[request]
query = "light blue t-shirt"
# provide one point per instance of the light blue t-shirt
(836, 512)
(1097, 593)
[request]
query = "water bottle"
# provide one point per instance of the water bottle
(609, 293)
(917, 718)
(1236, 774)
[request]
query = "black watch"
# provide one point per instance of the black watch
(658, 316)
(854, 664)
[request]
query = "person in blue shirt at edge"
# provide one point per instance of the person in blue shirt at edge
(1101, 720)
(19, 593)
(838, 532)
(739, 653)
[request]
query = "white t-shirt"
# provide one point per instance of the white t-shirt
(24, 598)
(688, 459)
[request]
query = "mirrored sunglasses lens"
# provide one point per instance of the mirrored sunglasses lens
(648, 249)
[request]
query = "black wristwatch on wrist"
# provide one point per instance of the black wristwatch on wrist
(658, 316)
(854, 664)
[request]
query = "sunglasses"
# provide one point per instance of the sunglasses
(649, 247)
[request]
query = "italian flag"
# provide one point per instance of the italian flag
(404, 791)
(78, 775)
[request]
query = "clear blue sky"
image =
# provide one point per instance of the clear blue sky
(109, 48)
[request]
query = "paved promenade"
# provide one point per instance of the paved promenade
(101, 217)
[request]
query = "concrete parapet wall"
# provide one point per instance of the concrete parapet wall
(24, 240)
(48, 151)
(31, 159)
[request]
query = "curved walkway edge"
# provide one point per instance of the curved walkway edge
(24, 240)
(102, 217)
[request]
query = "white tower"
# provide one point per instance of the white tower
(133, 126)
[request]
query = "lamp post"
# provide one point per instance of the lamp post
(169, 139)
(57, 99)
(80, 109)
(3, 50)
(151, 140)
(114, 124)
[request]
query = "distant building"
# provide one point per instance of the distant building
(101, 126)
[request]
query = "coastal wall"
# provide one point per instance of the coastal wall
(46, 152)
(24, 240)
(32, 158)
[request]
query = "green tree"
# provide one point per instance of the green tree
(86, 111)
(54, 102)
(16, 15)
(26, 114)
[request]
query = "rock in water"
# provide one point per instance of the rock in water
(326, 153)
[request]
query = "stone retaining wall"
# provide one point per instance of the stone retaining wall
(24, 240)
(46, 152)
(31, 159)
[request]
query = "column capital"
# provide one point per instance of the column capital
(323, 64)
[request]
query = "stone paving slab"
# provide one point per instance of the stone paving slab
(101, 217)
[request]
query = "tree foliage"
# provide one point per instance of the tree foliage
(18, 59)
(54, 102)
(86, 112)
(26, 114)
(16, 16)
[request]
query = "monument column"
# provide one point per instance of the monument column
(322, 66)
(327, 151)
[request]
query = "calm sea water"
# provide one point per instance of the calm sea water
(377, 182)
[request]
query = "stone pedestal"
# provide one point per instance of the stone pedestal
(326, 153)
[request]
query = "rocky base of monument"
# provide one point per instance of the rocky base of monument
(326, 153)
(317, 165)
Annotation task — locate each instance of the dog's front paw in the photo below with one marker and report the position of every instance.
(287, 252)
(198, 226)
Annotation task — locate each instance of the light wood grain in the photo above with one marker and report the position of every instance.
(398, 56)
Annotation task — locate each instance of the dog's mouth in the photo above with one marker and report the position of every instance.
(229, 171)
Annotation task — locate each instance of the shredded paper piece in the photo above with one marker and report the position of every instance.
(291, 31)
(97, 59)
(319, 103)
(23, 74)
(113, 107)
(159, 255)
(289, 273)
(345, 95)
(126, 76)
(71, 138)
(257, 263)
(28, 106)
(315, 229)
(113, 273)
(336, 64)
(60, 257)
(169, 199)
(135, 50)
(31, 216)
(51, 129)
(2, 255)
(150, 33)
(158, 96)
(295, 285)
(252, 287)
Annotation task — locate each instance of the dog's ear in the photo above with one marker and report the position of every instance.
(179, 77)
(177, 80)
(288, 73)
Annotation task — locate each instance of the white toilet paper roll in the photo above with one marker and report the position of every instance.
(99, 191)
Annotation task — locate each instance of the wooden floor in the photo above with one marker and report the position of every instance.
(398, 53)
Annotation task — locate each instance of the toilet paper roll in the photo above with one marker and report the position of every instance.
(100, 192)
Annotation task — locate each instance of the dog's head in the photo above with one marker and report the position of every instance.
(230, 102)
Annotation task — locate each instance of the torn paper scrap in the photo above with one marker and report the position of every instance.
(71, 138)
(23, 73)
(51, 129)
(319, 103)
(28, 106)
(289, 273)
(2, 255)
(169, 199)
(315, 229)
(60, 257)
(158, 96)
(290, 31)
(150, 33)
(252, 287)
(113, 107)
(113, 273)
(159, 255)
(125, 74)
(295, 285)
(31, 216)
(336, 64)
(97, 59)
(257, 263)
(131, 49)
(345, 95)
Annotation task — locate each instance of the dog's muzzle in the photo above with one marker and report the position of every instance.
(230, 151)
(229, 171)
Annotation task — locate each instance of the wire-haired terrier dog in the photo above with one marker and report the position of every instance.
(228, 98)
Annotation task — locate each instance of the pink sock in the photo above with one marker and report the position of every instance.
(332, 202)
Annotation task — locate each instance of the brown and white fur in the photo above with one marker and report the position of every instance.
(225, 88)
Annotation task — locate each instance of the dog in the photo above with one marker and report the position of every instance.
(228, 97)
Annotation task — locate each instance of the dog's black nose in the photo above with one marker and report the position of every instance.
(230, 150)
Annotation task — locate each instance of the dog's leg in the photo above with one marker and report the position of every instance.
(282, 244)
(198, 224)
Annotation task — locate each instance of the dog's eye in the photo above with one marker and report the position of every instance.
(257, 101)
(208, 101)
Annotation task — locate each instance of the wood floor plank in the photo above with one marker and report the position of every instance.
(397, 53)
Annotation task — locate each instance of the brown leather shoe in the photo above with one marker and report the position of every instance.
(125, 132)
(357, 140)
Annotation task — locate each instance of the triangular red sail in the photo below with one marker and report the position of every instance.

> **EXERCISE INSTRUCTIONS**
Every record should be printed again exactly as it reads.

> **ANSWER SPACE**
[request]
query = "light blue t-shirt"
# provide one point per instance of the light blue t-shirt
(836, 512)
(1097, 593)
[request]
query = "water bottle"
# provide one point per instance of the water bottle
(609, 293)
(917, 718)
(1236, 774)
[request]
query = "black watch"
# provide one point per instance of the black watch
(658, 316)
(854, 664)
[request]
query = "person in blue shirt at edge"
# provide one point per instance of the person in blue shirt at edge
(1101, 720)
(19, 593)
(838, 532)
(739, 653)
[request]
query = "white t-shirt"
# provide one point per instance of the white t-shirt
(24, 598)
(688, 459)
[request]
query = "mirrored sunglasses lens"
# provide one point per instance of the mirrored sunglasses lens
(648, 249)
[request]
query = "black wristwatch on wrist"
# provide one point per instance of the black wristwatch on wrist
(658, 316)
(854, 664)
[request]
query = "sunglasses"
# provide one point per instance of the sunglasses
(649, 247)
[request]
query = "italian flag"
# provide one point per instance of the italian flag
(404, 791)
(78, 775)
[request]
query = "clear blue sky"
image =
# provide one point per instance of the clear blue sky
(109, 48)
[request]
query = "paved promenade"
# provide one point per instance of the paved promenade
(101, 217)
[request]
query = "concrete parapet wall"
# provide one point per instance of the concrete parapet wall
(24, 240)
(48, 151)
(31, 159)
[request]
query = "curved walkway edge"
# provide one point per instance of the curved walkway edge
(24, 240)
(102, 217)
[request]
query = "white tower"
# provide one point per instance of the white tower
(133, 126)
[request]
query = "lamp post"
# provide one point per instance of the lamp post
(169, 139)
(57, 99)
(80, 109)
(3, 50)
(151, 140)
(114, 124)
[request]
query = "distant building"
# provide one point per instance of the distant building
(101, 126)
[request]
query = "coastal wall"
# provide one point per instance of the coastal wall
(46, 152)
(24, 240)
(32, 158)
[request]
query = "green tree"
# provide one point per instance of the green tree
(86, 111)
(54, 102)
(16, 15)
(26, 114)
[request]
query = "rock in water"
# provide one point per instance of the rock in water
(326, 153)
[request]
query = "stone retaining wall"
# provide one point per instance of the stone retaining wall
(24, 240)
(46, 152)
(31, 159)
[request]
query = "column capital"
# provide one point per instance of the column capital
(323, 64)
[request]
query = "stone paving slab"
# provide one point per instance of the stone paving slab
(101, 217)
[request]
query = "tree foliage"
# provide one point per instance of the tree foliage
(18, 59)
(54, 102)
(86, 112)
(26, 114)
(16, 16)
[request]
query = "monument column"
# provide one point per instance of the monument column
(322, 66)
(327, 151)
[request]
query = "calm sea water"
# provide one point per instance of the calm sea water
(377, 182)
[request]
query = "stone pedestal"
# provide one point per instance of the stone pedestal
(326, 153)
[request]
query = "rocky base of monument"
# provide one point per instance of the rocky base of monument
(326, 153)
(317, 165)
Annotation task — locate each instance of the dog's front paw in the photo below with one marker and report the position of every instance.
(287, 252)
(198, 226)
Annotation task — locate each instance of the light wood grain in the photo above with one marker and report the position of every instance.
(398, 56)
Annotation task — locate each instance of the dog's mouth in the photo above with one marker and report the position of every instance.
(229, 171)
Annotation task — locate each instance of the shredded paper piece in the photo above with one marker and report the position of every instance.
(291, 31)
(97, 59)
(319, 103)
(23, 74)
(113, 107)
(159, 255)
(289, 273)
(345, 95)
(126, 76)
(71, 138)
(257, 263)
(28, 106)
(315, 229)
(113, 273)
(336, 64)
(60, 257)
(169, 199)
(135, 50)
(31, 216)
(51, 129)
(2, 255)
(150, 33)
(158, 96)
(295, 285)
(252, 287)
Annotation task — locate each instance of the dog's ear in the photo above with one marker and report the position of every instance.
(179, 77)
(177, 80)
(288, 73)
Annotation task — locate each instance of the white toilet paper roll in the photo above with one marker and report the position of every instance.
(99, 191)
Annotation task — locate each instance of the wooden floor in the photo above with one marker and report the position of every instance.
(398, 53)
Annotation task — locate each instance of the toilet paper roll in the photo above with one marker and report the position of every instance.
(100, 192)
Annotation task — locate each instance of the dog's head in the photo above with one marker and report the position of every instance.
(230, 102)
Annotation task — locate each instance of the torn paper scrap in the photo above with one marker and report the position of every instance.
(71, 138)
(23, 73)
(51, 129)
(319, 103)
(28, 106)
(289, 273)
(2, 255)
(169, 199)
(315, 229)
(60, 257)
(158, 96)
(290, 31)
(150, 33)
(252, 287)
(113, 107)
(113, 273)
(159, 255)
(125, 74)
(295, 285)
(31, 216)
(336, 64)
(97, 59)
(257, 263)
(131, 49)
(345, 95)
Annotation task — locate each instance of the dog's muzzle in the photo above with one marker and report the position of every instance.
(230, 151)
(229, 171)
Annotation task — locate each instance of the wire-haired terrier dog in the photo above with one marker and report the position of every instance.
(228, 98)
Annotation task — locate each instance of the pink sock in the photo above with one marker and report the position of every instance.
(332, 202)
Annotation task — locate each instance of the brown and white fur in the photo above with one marker and report the position of every instance.
(225, 88)
Annotation task — locate each instance of the dog in the photo above with one marker and report the position of every instance.
(228, 97)
Annotation task — locate each instance of the dog's black nose in the photo above with one marker and report the position of every instance.
(230, 150)
Annotation task — locate each instance of the dog's leg in the photo above with one marker and report the position of every instance.
(282, 244)
(198, 224)
Annotation task — locate each instance of the dog's eye in the photo above with one marker and report the position of every instance.
(257, 101)
(208, 101)
Annotation task — locate each instance of the wood floor plank in the photo above with one marker and report the position of every instance.
(397, 53)
Annotation task — locate each instance of the brown leather shoe in the photo above with one marker and report the position of every instance.
(125, 132)
(357, 140)
Annotation task — locate each instance of the triangular red sail in the photo below with one marker and report the position of every instance.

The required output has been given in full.